§ **What the task asks**
Return the passage of the spreadsheet forum thread below word for word, starting at "To test the" and ending at "hours on a row.".

Multiple Column Criteria which deletes all but Highest Value

S

ShagNasty

Sorry if in wrong Discussion group...

Spreadsheet with columns A thru K -- columns A, E, G, & J have employee data
(name, pay code, pay period, and hours respectively). Frequent pay
adjustments are made to many employee’s time during a given pay period. I
need to delete all records (rows), but the highest hour total, for the
employee, pay code, and pay period. MS Office SP3, Win XP, Approx 20k rows.

EmpName ENum JCode JDesc PayCode PDesc PayPeriod Hours
Emp A 0000A ABC ABC 055 OT 01/25/09 5
Emp A 0000A ABC ABC 055 OT 01/25/09 7.5
Emp A 0000A ABC ABC 065 ST 01/25/09 8
Emp A 0000A ABC ABC 065 ST 01/25/09 4
Emp B 0000B NBC NBC 055 OT 02/25/09 3
Emp B 0000B NBCN NBC 055 OT 02/25/09 5
Emp B 0000B NBC NBC 055 OT 02/25/09 16

I need to retain rows 3 (7.5), 4 (8), and 8 (16)

Thanks.. ShagNasty
 
J

JLatham

Ok, your description of columns used didn't match the example data, so I
wrote the code so that you can adapt it to your actual workbook/worksheet
layout. Just change the Const values (right side of = sign) to match your
reality.

I also suggest testing this on a copy of your workbook first, rather than
taking the chance that I've made a boo-boo that will destroy what you have.

To test the code:
Make a copy of your workbook. Close the original.
Press [Alt]+[F11] to open the VB Editor (VBE).
In the VBE choose Insert --> Module from its menu toolbar.
Copy the code below and paste it into the empty module presented to you.
Make changes to the Const values as required to properly define them.
Close the VBE.
Use Tools --> Macro --> Macros and select the RemoveExtraEntries macro in
the list and click the [Run] button. How long it takes depends on how many
entries you have. It actually does the work in 2 stages. First it finds the
hour values to be removed and sets them to zero. After testing all entries,
it goes back and deletes all rows with a 0 entry for the hours on a row.

§ **Recorded data**
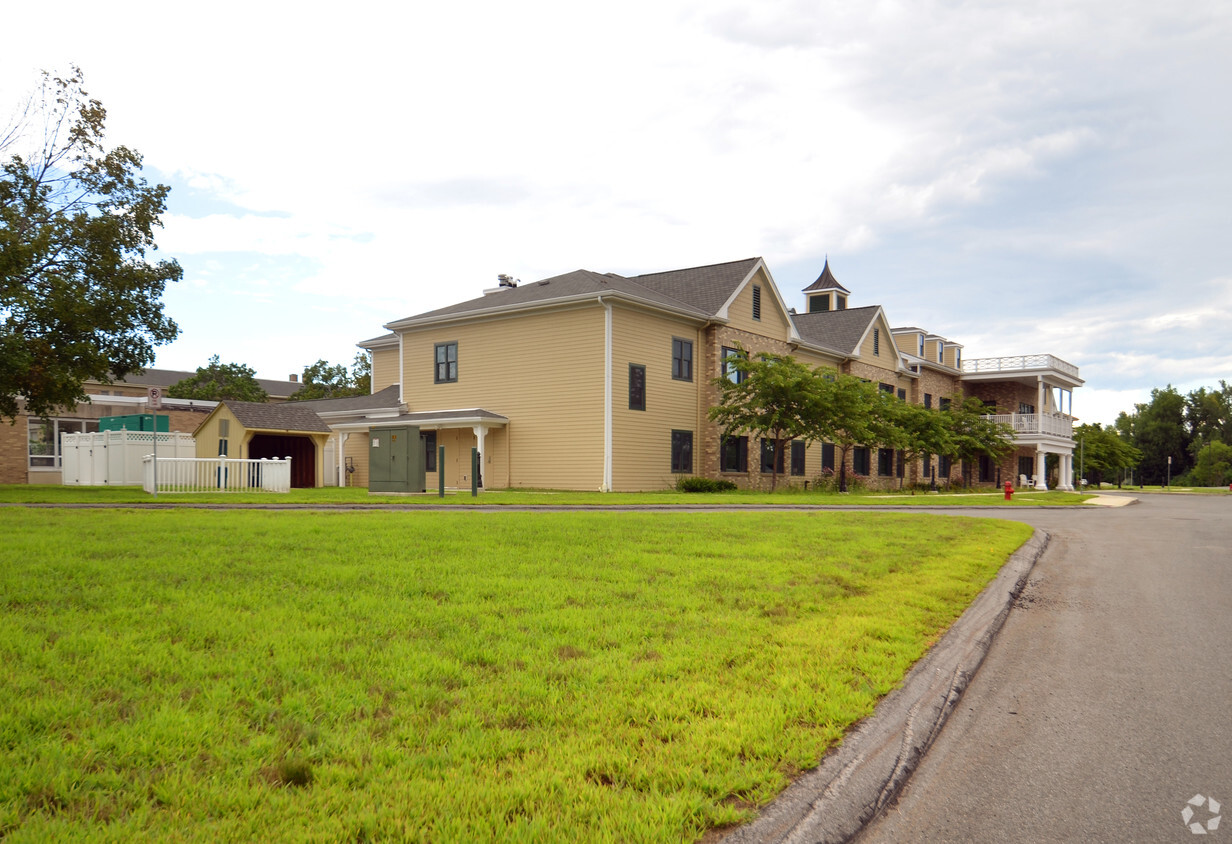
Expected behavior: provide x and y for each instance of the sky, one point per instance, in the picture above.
(1031, 176)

§ **Result for this task**
To test the code:
Make a copy of your workbook. Close the original.
Press [Alt]+[F11] to open the VB Editor (VBE).
In the VBE choose Insert --> Module from its menu toolbar.
Copy the code below and paste it into the empty module presented to you.
Make changes to the Const values as required to properly define them.
Close the VBE.
Use Tools --> Macro --> Macros and select the RemoveExtraEntries macro in
the list and click the [Run] button. How long it takes depends on how many
entries you have. It actually does the work in 2 stages. First it finds the
hour values to be removed and sets them to zero. After testing all entries,
it goes back and deletes all rows with a 0 entry for the hours on a row.